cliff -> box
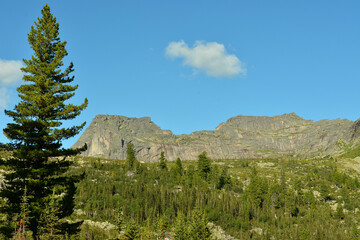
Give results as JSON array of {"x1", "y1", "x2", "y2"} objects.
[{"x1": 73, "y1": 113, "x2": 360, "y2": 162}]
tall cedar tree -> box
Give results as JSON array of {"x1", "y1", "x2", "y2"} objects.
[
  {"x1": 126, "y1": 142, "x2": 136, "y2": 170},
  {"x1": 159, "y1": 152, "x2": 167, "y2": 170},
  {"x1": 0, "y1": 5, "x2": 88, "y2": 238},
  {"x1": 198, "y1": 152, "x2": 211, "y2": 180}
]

* [任务说明] 能把上面全部条目的每一行原样返回吗？图片不要放进返回的结果里。

* [任务输出]
cliff -> box
Give results as JSON array of {"x1", "y1", "x2", "y2"} objects.
[{"x1": 73, "y1": 113, "x2": 360, "y2": 162}]
tall cedar tree -> box
Give results as JSON array of {"x1", "y1", "x2", "y2"} objects.
[
  {"x1": 126, "y1": 142, "x2": 136, "y2": 170},
  {"x1": 159, "y1": 152, "x2": 167, "y2": 170},
  {"x1": 0, "y1": 5, "x2": 88, "y2": 238},
  {"x1": 198, "y1": 152, "x2": 211, "y2": 180}
]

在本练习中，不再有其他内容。